- Objetivo A -
Transcreva sem alterações as linhas que vêm depois do texto, da que contém "Mark each instance of the yellow" até a que contém "x=221 y=384", incluindo ambas.

Gêneros do Cinema
O western americano: Entre a lenda e a história

O western americano: Entre a lenda e a história

As bases do gênero

O Western (ou faroeste, como é mais popularmente conhecido) faz parte do folclore americano, construindo uma mitologia que depende mais da fantasia do que da história. No filme representativo do gênero “O Homem que Matou o Facínora”, dirigido por John Ford em 1962, existe uma máxima dita por um personagem: ‘No Oeste, quando a realidade se converte em lenda, publicamos a lenda’

O gênero western no cinema é um ideário ficcional imaginado, mas contextualizado em premissas históricas, que tem como pano de fundo os fundamentos políticos, econômicos e sociais da colonização dos Estados Unidos da América e da sua consolidação como nação.

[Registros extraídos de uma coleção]

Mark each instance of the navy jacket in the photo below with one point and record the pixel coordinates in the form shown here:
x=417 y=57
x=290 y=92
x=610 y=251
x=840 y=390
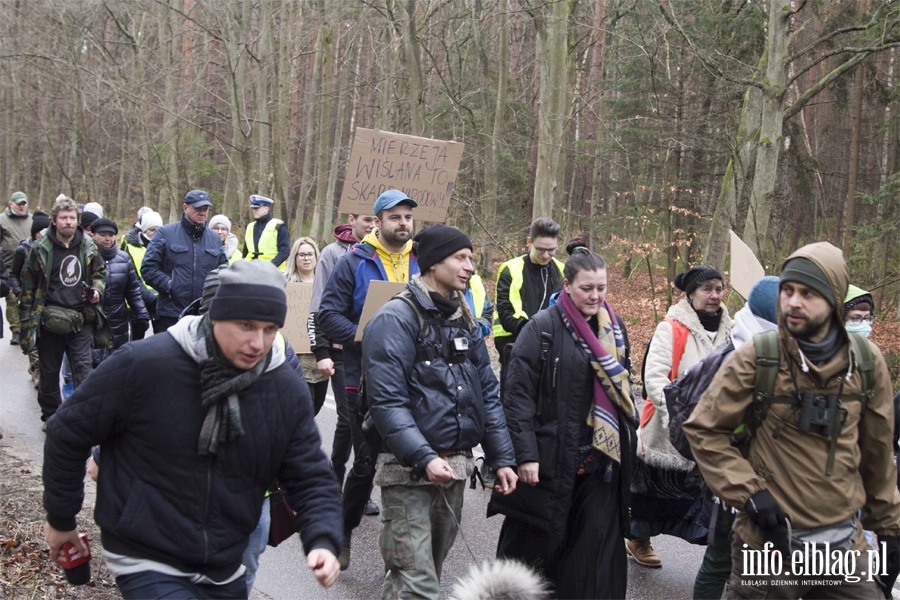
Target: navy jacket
x=176 y=264
x=343 y=299
x=122 y=285
x=426 y=407
x=157 y=497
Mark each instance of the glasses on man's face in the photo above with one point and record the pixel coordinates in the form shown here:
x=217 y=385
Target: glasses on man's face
x=539 y=250
x=857 y=319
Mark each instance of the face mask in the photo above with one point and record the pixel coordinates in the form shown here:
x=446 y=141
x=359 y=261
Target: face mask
x=862 y=327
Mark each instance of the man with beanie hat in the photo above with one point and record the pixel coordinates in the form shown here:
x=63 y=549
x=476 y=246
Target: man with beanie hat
x=175 y=516
x=384 y=254
x=820 y=462
x=267 y=238
x=15 y=225
x=179 y=257
x=416 y=349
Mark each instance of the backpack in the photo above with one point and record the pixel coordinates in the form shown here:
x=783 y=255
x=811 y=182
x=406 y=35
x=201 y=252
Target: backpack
x=683 y=394
x=767 y=361
x=680 y=334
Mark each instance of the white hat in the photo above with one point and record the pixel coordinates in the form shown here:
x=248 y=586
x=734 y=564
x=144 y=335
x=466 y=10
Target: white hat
x=150 y=220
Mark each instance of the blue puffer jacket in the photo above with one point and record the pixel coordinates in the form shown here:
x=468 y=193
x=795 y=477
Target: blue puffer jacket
x=343 y=299
x=425 y=407
x=176 y=264
x=157 y=497
x=122 y=285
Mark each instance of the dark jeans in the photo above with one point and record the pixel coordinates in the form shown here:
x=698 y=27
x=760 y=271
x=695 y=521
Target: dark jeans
x=340 y=447
x=359 y=481
x=51 y=349
x=150 y=584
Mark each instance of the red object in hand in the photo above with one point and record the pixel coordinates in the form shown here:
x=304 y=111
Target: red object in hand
x=76 y=566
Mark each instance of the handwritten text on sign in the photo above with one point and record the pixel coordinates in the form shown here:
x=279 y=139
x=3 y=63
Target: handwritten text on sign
x=422 y=168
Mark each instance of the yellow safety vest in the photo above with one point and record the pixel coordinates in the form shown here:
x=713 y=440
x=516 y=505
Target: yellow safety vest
x=268 y=241
x=516 y=268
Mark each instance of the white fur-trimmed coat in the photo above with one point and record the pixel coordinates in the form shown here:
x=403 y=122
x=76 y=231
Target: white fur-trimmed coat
x=653 y=445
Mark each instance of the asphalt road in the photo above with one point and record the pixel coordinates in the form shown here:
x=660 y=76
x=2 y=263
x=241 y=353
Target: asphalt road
x=283 y=573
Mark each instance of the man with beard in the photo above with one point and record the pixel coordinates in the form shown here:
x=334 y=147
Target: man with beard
x=63 y=277
x=384 y=255
x=819 y=466
x=179 y=258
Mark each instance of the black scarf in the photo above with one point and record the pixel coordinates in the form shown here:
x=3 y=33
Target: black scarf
x=221 y=384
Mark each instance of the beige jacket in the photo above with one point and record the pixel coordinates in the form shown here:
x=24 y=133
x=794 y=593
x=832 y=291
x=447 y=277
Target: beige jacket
x=793 y=466
x=654 y=446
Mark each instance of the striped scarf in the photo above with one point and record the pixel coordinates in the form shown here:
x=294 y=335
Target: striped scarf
x=612 y=386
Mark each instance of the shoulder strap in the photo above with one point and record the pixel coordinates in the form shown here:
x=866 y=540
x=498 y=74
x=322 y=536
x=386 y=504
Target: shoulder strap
x=679 y=341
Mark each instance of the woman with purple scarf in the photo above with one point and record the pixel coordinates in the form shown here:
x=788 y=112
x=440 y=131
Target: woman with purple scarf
x=570 y=413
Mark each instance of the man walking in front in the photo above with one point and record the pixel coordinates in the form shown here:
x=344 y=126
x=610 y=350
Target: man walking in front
x=433 y=397
x=194 y=424
x=15 y=226
x=179 y=257
x=383 y=255
x=821 y=445
x=63 y=278
x=267 y=238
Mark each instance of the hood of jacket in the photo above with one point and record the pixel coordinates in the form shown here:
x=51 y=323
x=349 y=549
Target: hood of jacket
x=830 y=261
x=344 y=233
x=187 y=333
x=396 y=264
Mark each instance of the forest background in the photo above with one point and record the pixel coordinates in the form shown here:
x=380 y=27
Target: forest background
x=650 y=128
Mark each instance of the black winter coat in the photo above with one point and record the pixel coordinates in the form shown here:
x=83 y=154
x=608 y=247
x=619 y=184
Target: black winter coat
x=546 y=402
x=157 y=497
x=426 y=406
x=122 y=285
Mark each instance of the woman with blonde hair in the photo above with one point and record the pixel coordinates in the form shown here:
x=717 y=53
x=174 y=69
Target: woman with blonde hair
x=301 y=267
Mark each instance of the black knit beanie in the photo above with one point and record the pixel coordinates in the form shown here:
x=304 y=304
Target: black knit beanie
x=436 y=243
x=250 y=289
x=692 y=278
x=802 y=270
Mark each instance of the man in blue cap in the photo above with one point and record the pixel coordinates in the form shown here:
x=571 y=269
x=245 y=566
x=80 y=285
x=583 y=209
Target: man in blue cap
x=383 y=255
x=267 y=238
x=179 y=258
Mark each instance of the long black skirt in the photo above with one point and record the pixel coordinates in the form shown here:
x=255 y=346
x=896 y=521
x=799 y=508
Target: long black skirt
x=589 y=560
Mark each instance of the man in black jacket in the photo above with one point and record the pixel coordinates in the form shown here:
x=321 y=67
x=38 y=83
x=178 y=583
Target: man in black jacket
x=433 y=397
x=194 y=425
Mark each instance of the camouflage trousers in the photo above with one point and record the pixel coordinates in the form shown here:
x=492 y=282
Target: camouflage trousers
x=417 y=531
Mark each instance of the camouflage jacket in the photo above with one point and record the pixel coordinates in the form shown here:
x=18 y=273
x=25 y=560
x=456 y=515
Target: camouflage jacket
x=35 y=281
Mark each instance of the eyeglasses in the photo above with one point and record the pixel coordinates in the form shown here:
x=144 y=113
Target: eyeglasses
x=857 y=319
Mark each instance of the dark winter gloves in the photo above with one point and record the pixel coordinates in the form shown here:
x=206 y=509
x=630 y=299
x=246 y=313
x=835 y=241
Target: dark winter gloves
x=892 y=562
x=763 y=509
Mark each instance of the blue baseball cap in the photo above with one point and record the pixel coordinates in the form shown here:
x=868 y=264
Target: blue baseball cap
x=390 y=199
x=260 y=201
x=197 y=198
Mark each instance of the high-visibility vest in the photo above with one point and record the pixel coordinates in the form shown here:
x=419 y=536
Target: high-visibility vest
x=268 y=241
x=516 y=268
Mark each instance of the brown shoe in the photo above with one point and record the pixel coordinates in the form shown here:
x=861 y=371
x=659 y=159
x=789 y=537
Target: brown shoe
x=642 y=553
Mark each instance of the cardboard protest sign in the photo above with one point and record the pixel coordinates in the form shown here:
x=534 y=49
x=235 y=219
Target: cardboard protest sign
x=299 y=296
x=377 y=296
x=746 y=269
x=422 y=168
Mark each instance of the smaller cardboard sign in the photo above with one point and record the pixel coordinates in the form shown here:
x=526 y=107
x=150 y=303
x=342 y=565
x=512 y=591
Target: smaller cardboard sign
x=746 y=269
x=422 y=168
x=299 y=296
x=377 y=296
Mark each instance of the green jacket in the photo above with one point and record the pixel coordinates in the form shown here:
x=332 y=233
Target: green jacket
x=35 y=282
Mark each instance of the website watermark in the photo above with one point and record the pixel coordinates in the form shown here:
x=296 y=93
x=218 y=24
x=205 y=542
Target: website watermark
x=813 y=564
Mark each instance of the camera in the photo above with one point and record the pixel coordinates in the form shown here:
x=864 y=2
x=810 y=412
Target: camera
x=460 y=345
x=818 y=411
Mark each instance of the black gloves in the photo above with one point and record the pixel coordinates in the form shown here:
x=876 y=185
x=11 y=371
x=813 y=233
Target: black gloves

- Objetivo B -
Reescreva o trecho do texto sobre o western americano de "Gêneros do Cinema" a "consolidação como nação.", trocando "faroeste" por "bangue-bangue".

- Resultado do exercício A -
Mark each instance of the yellow safety vest in the photo above with one point and record the pixel coordinates in the form shown here:
x=713 y=440
x=516 y=505
Target: yellow safety vest
x=268 y=241
x=516 y=268
Mark each instance of the white fur-trimmed coat in the photo above with one point and record the pixel coordinates in the form shown here:
x=403 y=122
x=76 y=231
Target: white fur-trimmed coat
x=653 y=445
Mark each instance of the asphalt road in the photo above with one point and record the pixel coordinates in the form shown here:
x=660 y=76
x=2 y=263
x=241 y=353
Target: asphalt road
x=283 y=573
Mark each instance of the man with beard in the photo above with one point and record the pixel coordinates in the form shown here:
x=334 y=147
Target: man with beard
x=63 y=277
x=384 y=255
x=819 y=466
x=179 y=258
Mark each instance of the black scarf in the photo above with one point and record the pixel coordinates in the form shown here:
x=3 y=33
Target: black scarf
x=221 y=384

- Resultado do exercício B -
Gêneros do Cinema
O western americano: Entre a lenda e a história

O western americano: Entre a lenda e a história

As bases do gênero

O Western (ou bangue-bangue, como é mais popularmente conhecido) faz parte do folclore americano, construindo uma mitologia que depende mais da fantasia do que da história. No filme representativo do gênero “O Homem que Matou o Facínora”, dirigido por John Ford em 1962, existe uma máxima dita por um personagem: ‘No Oeste, quando a realidade se converte em lenda, publicamos a lenda’

O gênero western no cinema é um ideário ficcional imaginado, mas contextualizado em premissas históricas, que tem como pano de fundo os fundamentos políticos, econômicos e sociais da colonização dos Estados Unidos da América e da sua consolidação como nação.